The output should consist solely of the line containing "the tree in" and the lines that follow it through the end of the data below.

***** LISTED RECORDS

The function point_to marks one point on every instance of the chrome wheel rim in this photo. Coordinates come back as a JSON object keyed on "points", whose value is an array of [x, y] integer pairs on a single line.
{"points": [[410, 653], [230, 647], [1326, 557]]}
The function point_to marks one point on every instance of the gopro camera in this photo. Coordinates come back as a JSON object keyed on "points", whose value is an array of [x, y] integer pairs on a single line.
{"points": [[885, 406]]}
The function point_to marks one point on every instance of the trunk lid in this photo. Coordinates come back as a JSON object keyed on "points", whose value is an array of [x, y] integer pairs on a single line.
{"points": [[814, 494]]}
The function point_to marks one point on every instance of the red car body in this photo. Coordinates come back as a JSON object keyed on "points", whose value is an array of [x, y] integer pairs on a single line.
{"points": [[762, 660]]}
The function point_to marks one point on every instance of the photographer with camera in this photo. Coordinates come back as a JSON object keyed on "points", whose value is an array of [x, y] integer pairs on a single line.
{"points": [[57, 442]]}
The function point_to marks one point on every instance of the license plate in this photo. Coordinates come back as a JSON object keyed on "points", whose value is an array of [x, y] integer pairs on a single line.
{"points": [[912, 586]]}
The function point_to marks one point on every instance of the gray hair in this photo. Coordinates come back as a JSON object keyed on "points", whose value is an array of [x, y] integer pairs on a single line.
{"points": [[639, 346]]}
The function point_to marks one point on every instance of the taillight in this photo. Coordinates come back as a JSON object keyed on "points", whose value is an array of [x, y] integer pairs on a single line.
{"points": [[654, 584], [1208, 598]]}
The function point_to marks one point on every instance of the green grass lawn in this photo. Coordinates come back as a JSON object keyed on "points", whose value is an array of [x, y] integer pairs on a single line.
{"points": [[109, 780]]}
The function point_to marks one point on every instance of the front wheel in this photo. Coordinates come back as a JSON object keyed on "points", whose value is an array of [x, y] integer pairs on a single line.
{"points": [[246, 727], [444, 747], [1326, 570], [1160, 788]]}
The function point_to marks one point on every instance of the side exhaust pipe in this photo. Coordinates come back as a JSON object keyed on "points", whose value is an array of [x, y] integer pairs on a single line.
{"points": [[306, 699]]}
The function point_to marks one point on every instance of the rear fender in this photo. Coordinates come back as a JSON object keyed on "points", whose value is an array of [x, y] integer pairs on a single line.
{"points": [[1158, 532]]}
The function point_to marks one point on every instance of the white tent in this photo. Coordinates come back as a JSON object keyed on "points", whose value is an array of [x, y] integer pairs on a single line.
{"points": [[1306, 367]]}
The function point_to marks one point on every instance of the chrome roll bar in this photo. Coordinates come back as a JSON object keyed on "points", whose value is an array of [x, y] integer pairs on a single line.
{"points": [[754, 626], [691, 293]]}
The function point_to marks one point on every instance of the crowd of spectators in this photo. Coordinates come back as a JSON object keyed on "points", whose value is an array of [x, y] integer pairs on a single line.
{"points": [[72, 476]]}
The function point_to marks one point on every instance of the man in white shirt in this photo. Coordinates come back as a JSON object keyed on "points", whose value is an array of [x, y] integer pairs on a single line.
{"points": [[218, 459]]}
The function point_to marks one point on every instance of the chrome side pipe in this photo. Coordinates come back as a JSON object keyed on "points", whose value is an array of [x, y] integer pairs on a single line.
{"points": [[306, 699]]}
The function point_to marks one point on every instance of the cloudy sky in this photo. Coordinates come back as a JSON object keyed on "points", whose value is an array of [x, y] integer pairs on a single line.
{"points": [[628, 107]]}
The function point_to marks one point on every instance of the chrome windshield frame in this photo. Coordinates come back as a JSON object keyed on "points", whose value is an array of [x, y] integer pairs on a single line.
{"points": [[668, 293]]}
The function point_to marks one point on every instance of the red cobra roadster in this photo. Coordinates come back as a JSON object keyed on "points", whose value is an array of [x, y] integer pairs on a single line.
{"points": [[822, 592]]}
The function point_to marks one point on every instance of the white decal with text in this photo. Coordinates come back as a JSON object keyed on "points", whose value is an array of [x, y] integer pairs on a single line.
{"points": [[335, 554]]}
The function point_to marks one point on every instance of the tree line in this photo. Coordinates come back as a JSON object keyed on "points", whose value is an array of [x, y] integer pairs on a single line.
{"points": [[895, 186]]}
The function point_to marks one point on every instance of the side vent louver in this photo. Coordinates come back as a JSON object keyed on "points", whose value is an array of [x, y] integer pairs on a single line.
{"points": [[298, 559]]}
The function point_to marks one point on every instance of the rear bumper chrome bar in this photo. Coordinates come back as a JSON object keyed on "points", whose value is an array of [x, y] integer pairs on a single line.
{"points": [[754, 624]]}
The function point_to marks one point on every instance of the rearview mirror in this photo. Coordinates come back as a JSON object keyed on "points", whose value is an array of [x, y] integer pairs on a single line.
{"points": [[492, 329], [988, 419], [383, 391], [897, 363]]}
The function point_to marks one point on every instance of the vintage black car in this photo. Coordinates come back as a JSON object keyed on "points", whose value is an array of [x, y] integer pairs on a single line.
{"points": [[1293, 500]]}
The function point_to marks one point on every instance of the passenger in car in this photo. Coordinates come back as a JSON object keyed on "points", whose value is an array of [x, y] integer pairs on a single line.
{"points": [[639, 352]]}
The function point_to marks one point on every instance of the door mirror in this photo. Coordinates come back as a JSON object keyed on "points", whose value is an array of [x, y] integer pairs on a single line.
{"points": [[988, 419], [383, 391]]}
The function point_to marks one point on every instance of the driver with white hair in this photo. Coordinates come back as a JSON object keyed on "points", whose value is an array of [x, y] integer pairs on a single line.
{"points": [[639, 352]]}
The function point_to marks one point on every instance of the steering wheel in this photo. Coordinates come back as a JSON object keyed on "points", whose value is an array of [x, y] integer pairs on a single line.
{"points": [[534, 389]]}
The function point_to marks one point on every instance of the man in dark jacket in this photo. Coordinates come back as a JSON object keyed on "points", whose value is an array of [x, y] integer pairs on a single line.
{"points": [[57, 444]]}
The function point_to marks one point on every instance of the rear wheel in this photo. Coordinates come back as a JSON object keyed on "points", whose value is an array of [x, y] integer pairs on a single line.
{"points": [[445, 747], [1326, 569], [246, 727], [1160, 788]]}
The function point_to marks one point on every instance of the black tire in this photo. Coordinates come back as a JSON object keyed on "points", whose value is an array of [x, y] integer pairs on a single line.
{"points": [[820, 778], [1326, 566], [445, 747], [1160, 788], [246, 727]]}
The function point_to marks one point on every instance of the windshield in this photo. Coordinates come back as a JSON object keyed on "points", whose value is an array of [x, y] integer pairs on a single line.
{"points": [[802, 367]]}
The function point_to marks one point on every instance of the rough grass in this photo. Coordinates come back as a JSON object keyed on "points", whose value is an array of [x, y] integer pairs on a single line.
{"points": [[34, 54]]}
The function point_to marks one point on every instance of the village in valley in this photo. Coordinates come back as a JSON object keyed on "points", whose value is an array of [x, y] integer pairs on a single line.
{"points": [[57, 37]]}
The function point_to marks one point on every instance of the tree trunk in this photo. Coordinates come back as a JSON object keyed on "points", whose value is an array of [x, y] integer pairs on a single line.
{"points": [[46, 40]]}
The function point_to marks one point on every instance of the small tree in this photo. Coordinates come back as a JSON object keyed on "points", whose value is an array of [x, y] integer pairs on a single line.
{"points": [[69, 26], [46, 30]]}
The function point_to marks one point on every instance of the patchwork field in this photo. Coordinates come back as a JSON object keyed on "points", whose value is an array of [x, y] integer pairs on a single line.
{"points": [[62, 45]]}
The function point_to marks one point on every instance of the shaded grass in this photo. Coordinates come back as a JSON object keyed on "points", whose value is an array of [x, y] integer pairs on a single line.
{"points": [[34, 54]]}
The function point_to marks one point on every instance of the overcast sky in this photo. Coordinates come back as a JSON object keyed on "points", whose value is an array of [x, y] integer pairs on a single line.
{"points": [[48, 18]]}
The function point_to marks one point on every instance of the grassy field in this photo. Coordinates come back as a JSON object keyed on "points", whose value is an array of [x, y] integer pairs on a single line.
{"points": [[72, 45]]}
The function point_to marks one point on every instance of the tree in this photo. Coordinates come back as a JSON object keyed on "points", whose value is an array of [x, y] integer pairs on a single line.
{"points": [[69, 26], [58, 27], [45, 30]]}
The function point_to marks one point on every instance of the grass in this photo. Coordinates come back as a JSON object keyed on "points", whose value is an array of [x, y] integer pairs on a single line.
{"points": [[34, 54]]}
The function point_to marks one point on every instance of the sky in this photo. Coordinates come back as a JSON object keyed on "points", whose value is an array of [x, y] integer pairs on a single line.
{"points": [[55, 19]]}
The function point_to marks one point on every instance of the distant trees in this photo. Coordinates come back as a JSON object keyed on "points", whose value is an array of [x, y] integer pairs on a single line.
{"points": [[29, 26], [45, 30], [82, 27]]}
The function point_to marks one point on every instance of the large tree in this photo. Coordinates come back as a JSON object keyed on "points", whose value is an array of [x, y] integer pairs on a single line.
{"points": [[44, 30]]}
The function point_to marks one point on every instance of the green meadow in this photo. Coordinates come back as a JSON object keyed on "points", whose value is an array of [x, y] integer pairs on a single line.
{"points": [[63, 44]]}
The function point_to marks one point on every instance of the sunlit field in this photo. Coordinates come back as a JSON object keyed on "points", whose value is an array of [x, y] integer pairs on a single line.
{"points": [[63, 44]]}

**********

• [RESPONSE TO THIS EXERCISE]:
The function point_to marks one point on every instance of the tree in this photo. Coordinates come back as a JSON object keyed on "points", whose value is an array of [x, y] integer pairs on a single line.
{"points": [[69, 26], [58, 27], [45, 30]]}
The function point_to marks one point on every instance of the grass in this photo. Coordinates come back as a JSON object keyed on "points", whose value is an array of [x, y] integer pairs on a single line.
{"points": [[34, 54]]}
The function point_to marks one point on every instance of the sky in this photo. Coordinates come back as a JSON object keyed on "points", whose value is an array of [x, y] integer pairs on a single line.
{"points": [[55, 19]]}
The function point_to marks one point on every instance of the distant trees in this photo. Coordinates come back as a JSON object keyed on "points", whose value is an array of [x, y] integer pairs on a single line.
{"points": [[29, 26], [45, 30], [82, 27]]}
The function point_to marks one point on every instance of the large tree in this photo. Coordinates come back as a JSON object keyed on "points", whose value is an array of [x, y] integer pairs on a single line.
{"points": [[44, 30]]}
The function point_to marks one point on every instance of the green meadow in this photo. Coordinates come back as a JSON object keyed on "points", whose value is an array of [x, y] integer pairs on a single line.
{"points": [[63, 44]]}
The function point_to marks one point on every instance of the sunlit field in this photo. Coordinates come back as a JSON object keyed on "points", whose value is an array of [x, y] integer pairs on a single line.
{"points": [[63, 44]]}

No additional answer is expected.